= Brano fornito =
* * *

C’è gente malata su Twitter che vuol litigare in 140 caratteri

C’è gente malata su Twitter che vuol litigare in 140 caratteri

Mi piacerebbe capire cosa può diventare l’amore al tempo di Twitter, o anche il sesso se del caso. Ma di questo parleremo alla fine. Intanto, una primissima notazione: esattamente due parole fa, su Twitter avremmo smesso di dialogare. Così, per la cronaca. Invece qui andiamo avanti, per il piacer mio e non so quanto per il vostro. Andiamo avanti, credendo – forse ingenuamente – che per parlare di sentimenti, per descriverli, per raccontare di cose viste, sentite, riferite, ci sia bisogno di un po’ di spazio, che molto generosamente qualcuno ci mette a disposizione, o che ci prendiamo noi, d’imperio, scrivendo a rotta di collo senza che nessun committente ce lo chieda, ma solo per puro piacere personale.

* * *

= Estratto del dataset =
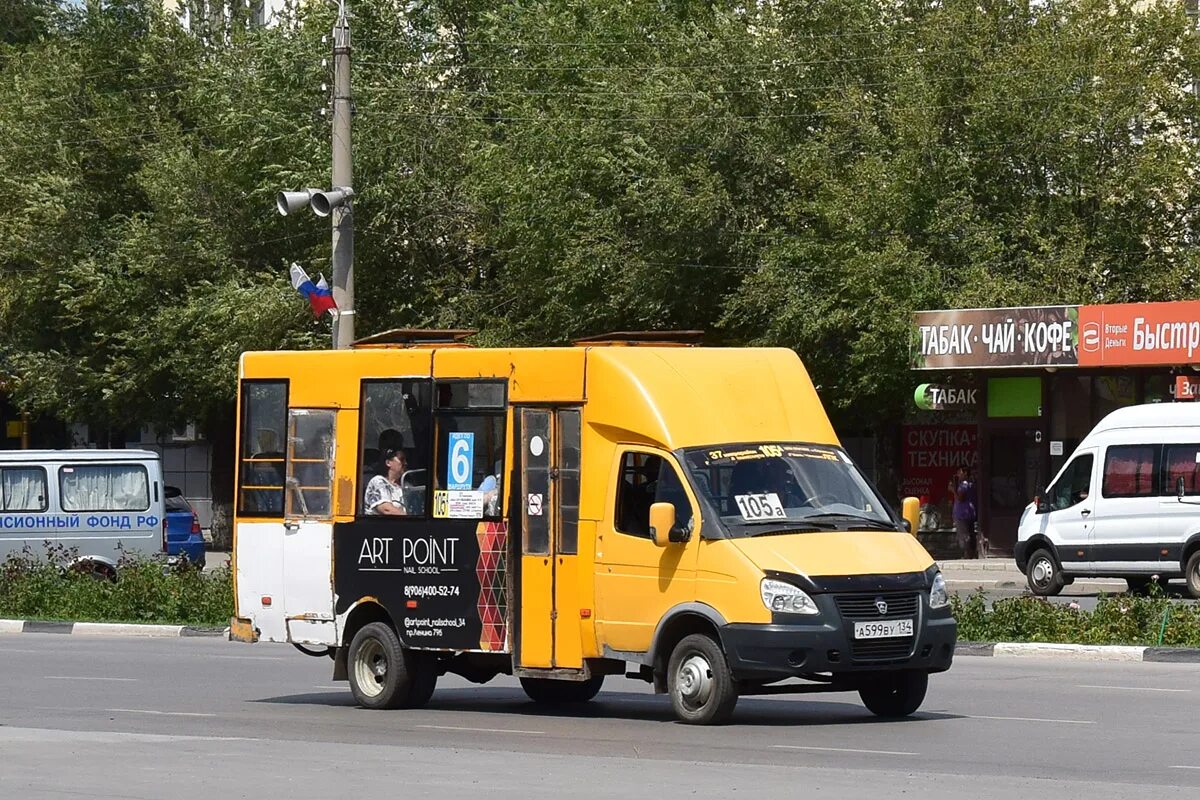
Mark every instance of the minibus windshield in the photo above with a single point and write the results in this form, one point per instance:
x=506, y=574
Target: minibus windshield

* * *

Secondo il brano su Twitter, quale argomento verrà trattato alla fine? Le righe non hanno alcun legame con il brano.

= Risultato =
Cosa può diventare l'amore al tempo di Twitter, o anche il sesso se del caso.